### INFORMATION SUPPLIED
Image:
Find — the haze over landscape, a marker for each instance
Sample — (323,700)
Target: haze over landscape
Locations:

* * *

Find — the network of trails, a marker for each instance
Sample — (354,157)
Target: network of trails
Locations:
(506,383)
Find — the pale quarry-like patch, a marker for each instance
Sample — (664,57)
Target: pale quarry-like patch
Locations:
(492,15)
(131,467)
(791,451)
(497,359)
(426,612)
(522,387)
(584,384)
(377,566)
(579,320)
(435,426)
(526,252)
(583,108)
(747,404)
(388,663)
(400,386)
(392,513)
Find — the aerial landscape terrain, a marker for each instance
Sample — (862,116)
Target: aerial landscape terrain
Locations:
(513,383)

--

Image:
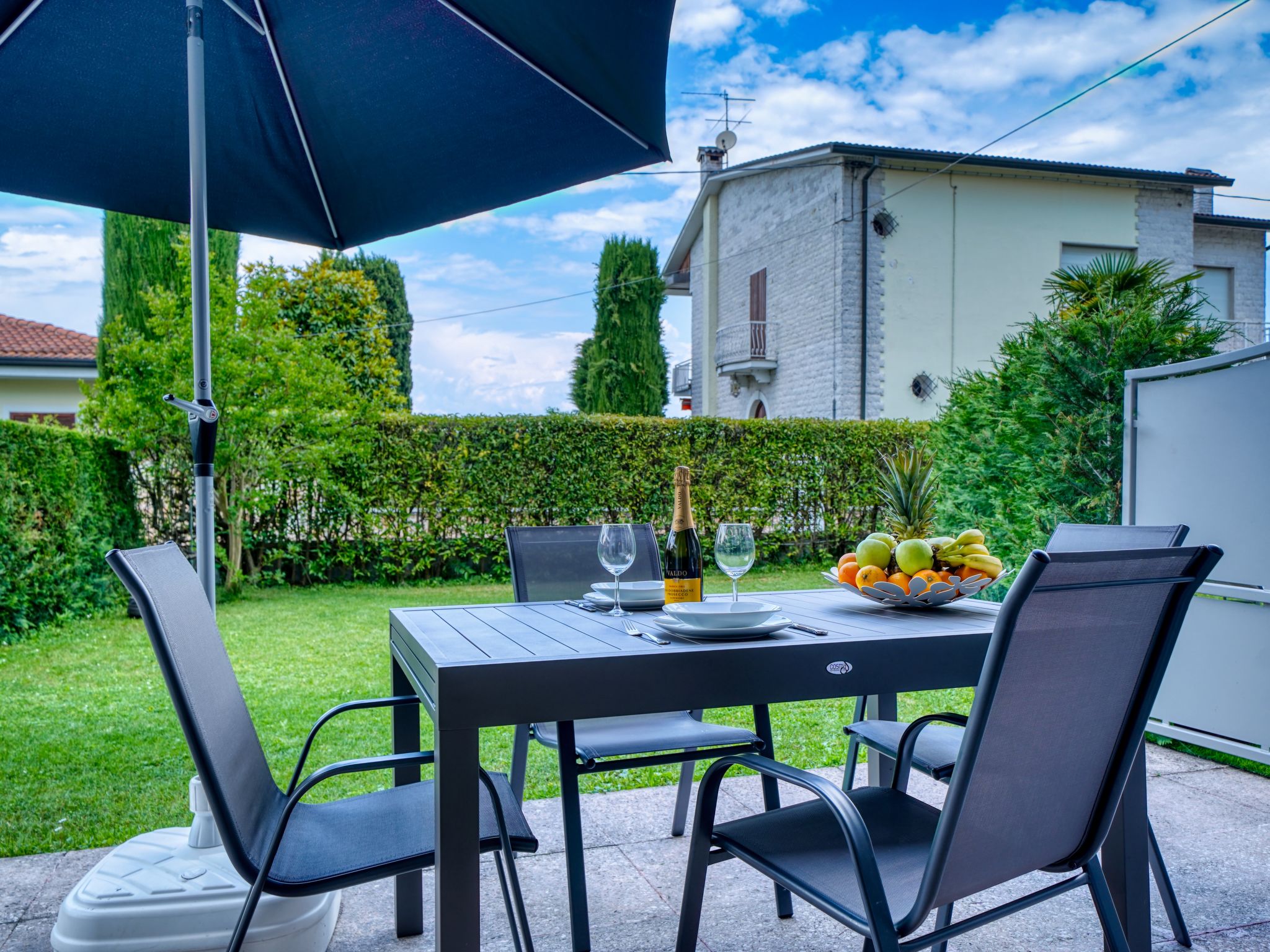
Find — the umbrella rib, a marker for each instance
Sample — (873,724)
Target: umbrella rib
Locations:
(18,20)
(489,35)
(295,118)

### WHAT IS BEING ASKED
Every line of the listing that holds the word "instance" is to be found and copied.

### EXERCISE RESPONSE
Find — the haze over landscape, a marker for each instance
Find — the network of trails, a marker for each instance
Find — the pale quarry-like patch, a marker for each instance
Find — the aerial landscape terrain, a marker for each instance
Find — the umbrella rib, a marker for each instance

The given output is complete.